*** Opening of Listed records ***

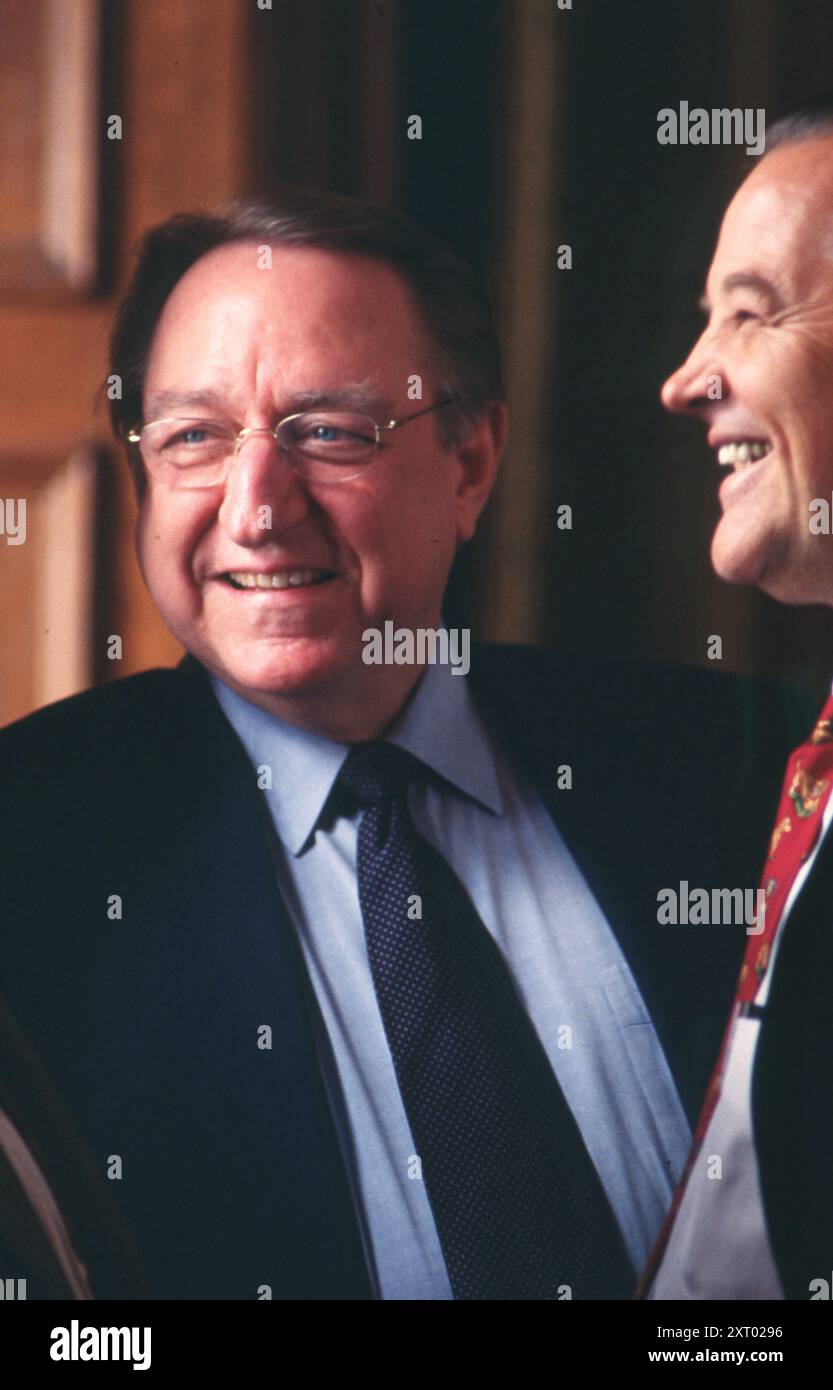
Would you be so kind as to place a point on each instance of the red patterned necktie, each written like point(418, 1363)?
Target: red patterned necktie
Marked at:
point(797, 826)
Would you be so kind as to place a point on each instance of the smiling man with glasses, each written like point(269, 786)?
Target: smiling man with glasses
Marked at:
point(384, 1009)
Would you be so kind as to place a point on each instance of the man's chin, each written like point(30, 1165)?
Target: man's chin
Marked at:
point(739, 559)
point(296, 669)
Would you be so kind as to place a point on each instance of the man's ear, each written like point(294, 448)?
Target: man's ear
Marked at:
point(479, 458)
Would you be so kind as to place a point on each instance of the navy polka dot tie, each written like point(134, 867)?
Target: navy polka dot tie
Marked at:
point(518, 1204)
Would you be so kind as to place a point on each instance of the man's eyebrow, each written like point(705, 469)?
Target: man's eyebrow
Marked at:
point(351, 396)
point(168, 402)
point(746, 280)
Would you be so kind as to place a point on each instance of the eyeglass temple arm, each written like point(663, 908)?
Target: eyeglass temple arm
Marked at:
point(395, 424)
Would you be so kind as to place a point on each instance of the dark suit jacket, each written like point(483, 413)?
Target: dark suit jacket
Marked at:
point(232, 1176)
point(96, 1230)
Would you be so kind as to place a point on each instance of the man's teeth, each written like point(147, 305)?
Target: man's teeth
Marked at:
point(281, 580)
point(747, 452)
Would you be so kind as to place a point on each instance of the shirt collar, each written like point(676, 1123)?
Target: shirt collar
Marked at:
point(440, 724)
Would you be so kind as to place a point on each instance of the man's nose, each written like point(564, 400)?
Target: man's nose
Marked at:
point(263, 495)
point(697, 381)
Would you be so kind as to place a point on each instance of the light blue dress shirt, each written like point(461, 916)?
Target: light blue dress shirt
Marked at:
point(563, 958)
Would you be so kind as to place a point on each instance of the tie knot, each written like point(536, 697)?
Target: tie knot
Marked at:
point(377, 772)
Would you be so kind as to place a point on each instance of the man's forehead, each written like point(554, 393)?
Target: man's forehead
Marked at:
point(295, 273)
point(779, 224)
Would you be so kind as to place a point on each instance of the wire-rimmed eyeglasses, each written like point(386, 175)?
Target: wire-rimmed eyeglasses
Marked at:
point(320, 445)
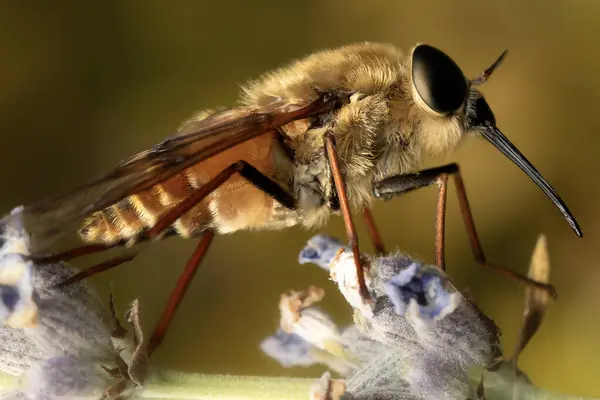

*** Close of Listed records ***

For the data above, return an exact copy that contains no pictures.

Output =
Would you be so kind as to place a point on each instance of the red patterned necktie, each written like point(418, 1363)?
Target: red patterned necktie
Marked at:
point(797, 826)
Would you be so kind as to place a point on each instance of the smiling man with glasses, each written like point(269, 786)?
Target: smiling man with glasses
Marked at:
point(384, 1009)
Would you be so kind as to place a point on each instance of the man's chin, each written like point(30, 1165)?
Target: man's chin
Marked at:
point(739, 559)
point(296, 669)
Would you be so kind as to place a point on each instance of the man's ear, each written like point(294, 448)?
Target: man's ear
Marked at:
point(479, 458)
Would you be so kind as to place a point on each instance of the navy polka dot tie, each written like point(134, 867)?
Target: navy polka dot tie
Marked at:
point(518, 1204)
Would you be so kind as to place a point on each instance of the man's eyebrow, each written like point(705, 469)?
Target: man's eyebrow
Marked at:
point(351, 396)
point(168, 402)
point(746, 280)
Would you be so kind as to place a point on each instance of the eyeglass temple arm, each written like point(663, 908)?
Target: eyeglass temple arm
Marked at:
point(395, 424)
Would you be so kind as to place a point on each instance of the dark suit jacket, each written like point(483, 413)?
Target: dark suit jacket
Marked at:
point(232, 1176)
point(96, 1230)
Would you be so kind as to place a point on each instance of the man's teeth, each written like point(147, 305)?
Target: man's teeth
Marked at:
point(281, 580)
point(747, 452)
Would you be so kind as to place a point on each instance of the shirt collar, each written like point(676, 1123)?
Target: shirt collar
Marked at:
point(440, 724)
Would you be so kind as to place a point on each instance of the man's nose, each written like point(564, 400)?
Target: man's nose
Marked at:
point(263, 495)
point(697, 381)
Would you be so kind as to place a point on each instance of the light blue dress shirt, each written like point(461, 916)?
Target: light blue dress shirt
Marked at:
point(563, 958)
Would you be so kind as to place a point on each instance of the tie knot, each written like point(536, 697)?
Target: tie knot
Marked at:
point(377, 772)
Would you be so kind as to place a point on each instance of the man's forehead, each written like point(554, 393)?
Target: man's forehead
Marked at:
point(295, 273)
point(779, 224)
Would you be so kind as to place a point on each instance of the wire-rimmed eyeglasses, each written like point(386, 175)?
Target: wire-rimmed eyeglasses
Marked at:
point(320, 445)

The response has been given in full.